> **WHAT TO DO**:
1/ Answer these questions from the blog post on cross-dressing themes:
(a) Where did the writer pick up a number of publications on this theme this year?
(b) According to the stories about "transvestite saints," what kind of characteristic is saintliness?
(c) In chivalric romances and drama, what kind of story does de facto same-sex erotic desire typically form?
2/ Pick up the blog post on cross-dressing themes after its final sentence and keep writing.

> **DOCUMENT TEXT**:
Sometimes I have a run of LHMP entries on a particular topic simply by chance, sometimes I'm organizing a large number of items and grouping them by topic is simply a fun way to approach them. At the moment, I've tackled a series of articles and books revolving around cross-dressing themes for two intersecting reasons. Firstly, I'm working on developing my paper on cross-dressing narratives into an article for publication, so it makes sense to become familiar with as much background information as I can. Secondly, with that theme in mind, I picked up a number of publications on this theme at Kalamazoo this year, and I'm trying to prioritize new acquisitions on the blog.
This one marks the end of the current theme, for now. In looking at various cross-dressing/gender-disguise motifs in history, the "transvestite saints" motif stands out as somewhat distinct from other contexts and this article rather hits the nail on the head as to why. The stories mostly normalize the idea that to be female is to be lesser and imperfect. That saintliness is an inherently masculine characteristic. And moreover, that even for saintly women who are trying to leave behind their femaleness, their bodies are necessarily sexualized and disruptive. When de facto same-sex erotic desire intrudes into these tales, it isn't a comedic-tragic story of misdirected romance (as it typically is in chivalric romances and drama) but instead raises themes of predatory, sexually voracious women who then punish "men" with false accusations of seduction and rape when they are spurned. (Now there's a theme we'd all be happy to retire from the stage finally. Alas.)

> **INFORMATION PROVIDED**:
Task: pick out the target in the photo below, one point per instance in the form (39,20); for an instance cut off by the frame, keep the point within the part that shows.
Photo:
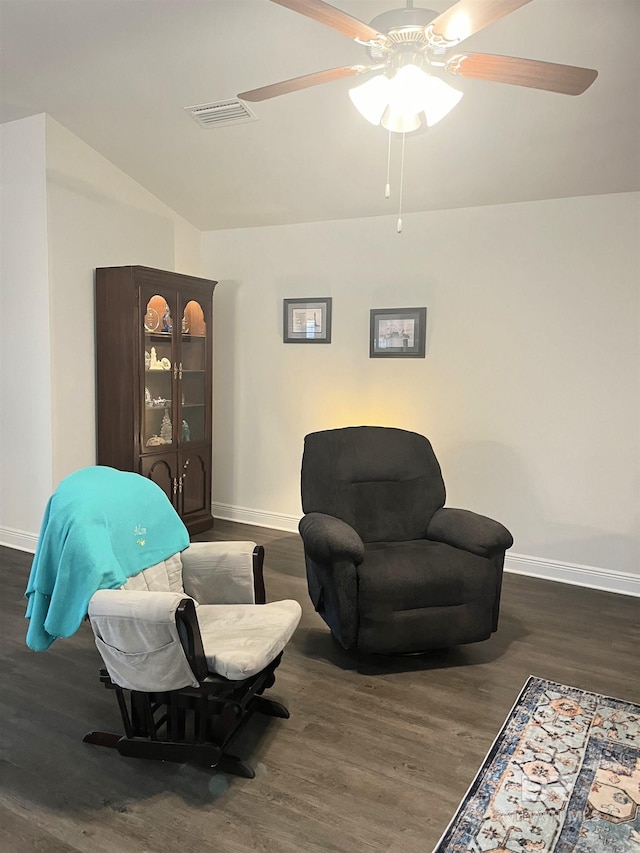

> **EXPECTED ANSWERS**:
1/
(a) At Kalamazoo.
(b) An inherently masculine characteristic.
(c) A comedic-tragic story of misdirected romance.

2/
It's hard to see this genre as empowering women as women to live better, more fulfilled lives. And like a number of historic cross-gender motifs, the underlying messages in this genre contribute to perceptions that cross-gender performance by AFAB people is a misogynistic rejection of female identity--a perception that is being used in devisive and hostile ways in our contemporary world. But the thing is: these pernicious motifs exist and have deep roots. They inform our cultural understandings willy nilly in the same way that pernicious fairy tale motifs do. We can subvert them and try to uproot them, but to do that we also need to acknowledge and understand them.
Lowerre, Sandra. 2004. “To Rise Beyond Their Sex: Female Cross-Dressing Saints in Caxton’s Vitas Patrum” in Thomas Honegger (ed). Riddles, Knights and Cross-dressing Saints: Essays on Medieval English Language and Literature. Peter Lang, Bern. ISBN 3-03910-392-X
This article is taken from a more extensive study and edition of Caxton's 15th century English translation of the Vitas Patrum (biographies of early saints) that Lowerre was working on. This paper looks specifically at four "transvestite" saints and one other female saint with similar themes. The author's conclusions are that rather than representing a proto-feminist sentiment, the biographies of the cross-dressing saints reflect an acceptance of the misogyny of the times.
There is an apparent conflict between Biblical and legal prohibitions in the early Christian era against cross-dressing, and the religious exhortations to women to become "manly/virtuous" for Christ. Rather than interpreting these saints' biographies via a projected modern lens, Lowerre considers how the texts reflect contemporary attitudes and authorities. Those held up a principle that only by abandoning femaleness could a woman become holy. A comparison of the earliest surviving texts of the Vitas Patrum (an 8th century Syriac manuscript) allows us to trace the development of the "ideal" as reflected in these biographies. This can be seen in particular in a comparison of the "virgin" cross-dressers and the ex-harlot saints.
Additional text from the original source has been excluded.